*YOUR ASSIGNMENT:*
Please return every record exactly as it appears.

*LISTED ENTRIES:*
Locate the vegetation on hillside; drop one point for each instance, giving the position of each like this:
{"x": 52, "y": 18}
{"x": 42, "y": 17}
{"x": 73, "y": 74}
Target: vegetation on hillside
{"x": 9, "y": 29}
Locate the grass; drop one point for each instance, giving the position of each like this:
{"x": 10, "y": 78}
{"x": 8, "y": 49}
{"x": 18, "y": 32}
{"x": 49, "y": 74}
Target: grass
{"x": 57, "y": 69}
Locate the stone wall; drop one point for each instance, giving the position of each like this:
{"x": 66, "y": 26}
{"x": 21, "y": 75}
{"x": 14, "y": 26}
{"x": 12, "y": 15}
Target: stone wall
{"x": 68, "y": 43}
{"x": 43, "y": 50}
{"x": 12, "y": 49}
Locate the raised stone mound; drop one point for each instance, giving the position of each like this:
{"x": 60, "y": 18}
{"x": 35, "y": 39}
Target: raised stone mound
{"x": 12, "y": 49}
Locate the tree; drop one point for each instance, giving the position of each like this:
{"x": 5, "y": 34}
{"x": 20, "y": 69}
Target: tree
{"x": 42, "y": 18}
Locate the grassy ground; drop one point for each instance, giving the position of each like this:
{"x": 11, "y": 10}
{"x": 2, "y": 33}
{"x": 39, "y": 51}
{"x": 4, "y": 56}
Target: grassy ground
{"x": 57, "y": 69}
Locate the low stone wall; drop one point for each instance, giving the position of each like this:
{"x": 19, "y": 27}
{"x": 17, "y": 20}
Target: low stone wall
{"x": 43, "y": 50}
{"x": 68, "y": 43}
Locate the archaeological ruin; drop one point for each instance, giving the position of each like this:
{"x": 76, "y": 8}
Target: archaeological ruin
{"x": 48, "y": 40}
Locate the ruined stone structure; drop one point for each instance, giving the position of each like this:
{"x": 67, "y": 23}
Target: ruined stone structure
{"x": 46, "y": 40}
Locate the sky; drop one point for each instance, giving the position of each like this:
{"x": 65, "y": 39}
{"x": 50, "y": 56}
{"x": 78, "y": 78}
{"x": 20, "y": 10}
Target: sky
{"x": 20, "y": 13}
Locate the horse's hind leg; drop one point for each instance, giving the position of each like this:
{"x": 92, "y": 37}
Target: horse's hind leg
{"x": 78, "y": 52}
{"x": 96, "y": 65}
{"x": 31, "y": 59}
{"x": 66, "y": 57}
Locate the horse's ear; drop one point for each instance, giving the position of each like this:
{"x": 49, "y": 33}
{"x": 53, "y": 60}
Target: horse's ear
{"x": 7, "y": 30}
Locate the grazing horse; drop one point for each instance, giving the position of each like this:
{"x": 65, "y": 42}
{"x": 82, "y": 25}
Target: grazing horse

*REPLY TO THE EXERCISE:*
Locate the vegetation on hillside; drop one point for each instance, giving the position of each like this:
{"x": 52, "y": 18}
{"x": 42, "y": 17}
{"x": 73, "y": 74}
Target: vegetation on hillside
{"x": 9, "y": 29}
Locate the grass; drop one point for each instance, giving the position of each like this:
{"x": 10, "y": 78}
{"x": 8, "y": 49}
{"x": 18, "y": 32}
{"x": 49, "y": 74}
Target: grass
{"x": 57, "y": 69}
Locate the stone wall; drop one point for each instance, giving the position of each like this:
{"x": 66, "y": 26}
{"x": 21, "y": 75}
{"x": 14, "y": 26}
{"x": 12, "y": 15}
Target: stone wall
{"x": 68, "y": 43}
{"x": 43, "y": 50}
{"x": 12, "y": 49}
Locate the raised stone mound; drop one point for each instance, giving the position of each like this:
{"x": 60, "y": 18}
{"x": 35, "y": 39}
Target: raised stone mound
{"x": 12, "y": 49}
Locate the tree; drop one point for each instance, giving the position of each like this:
{"x": 5, "y": 34}
{"x": 20, "y": 69}
Target: tree
{"x": 42, "y": 18}
Locate the grassy ground; drop one point for each instance, giving the position of each like this:
{"x": 11, "y": 10}
{"x": 2, "y": 33}
{"x": 39, "y": 51}
{"x": 4, "y": 56}
Target: grassy ground
{"x": 57, "y": 69}
Locate the low stone wall; drop one point for each instance, giving the position of each like this:
{"x": 19, "y": 27}
{"x": 17, "y": 20}
Target: low stone wall
{"x": 43, "y": 50}
{"x": 68, "y": 43}
Locate the archaeological ruin; drop one point for each instance, giving the position of each like this:
{"x": 76, "y": 8}
Target: archaeological ruin
{"x": 48, "y": 40}
Locate the ruined stone structure; drop one point for each instance, giving the position of each like this:
{"x": 67, "y": 23}
Target: ruined stone structure
{"x": 46, "y": 40}
Locate the sky; drop one point for each instance, giving the position of each like this:
{"x": 65, "y": 39}
{"x": 50, "y": 56}
{"x": 78, "y": 78}
{"x": 20, "y": 10}
Target: sky
{"x": 20, "y": 13}
Locate the horse's hind leg; drop one point for each instance, giving the position of each like this:
{"x": 92, "y": 37}
Target: horse's hind leg
{"x": 78, "y": 52}
{"x": 96, "y": 65}
{"x": 31, "y": 59}
{"x": 66, "y": 57}
Locate the horse's ear; drop one point for each instance, giving the position of each like this:
{"x": 49, "y": 33}
{"x": 53, "y": 60}
Target: horse's ear
{"x": 7, "y": 30}
Locate the grazing horse; drop one point for each instance, giving the position of each like this:
{"x": 65, "y": 42}
{"x": 82, "y": 25}
Target: grazing horse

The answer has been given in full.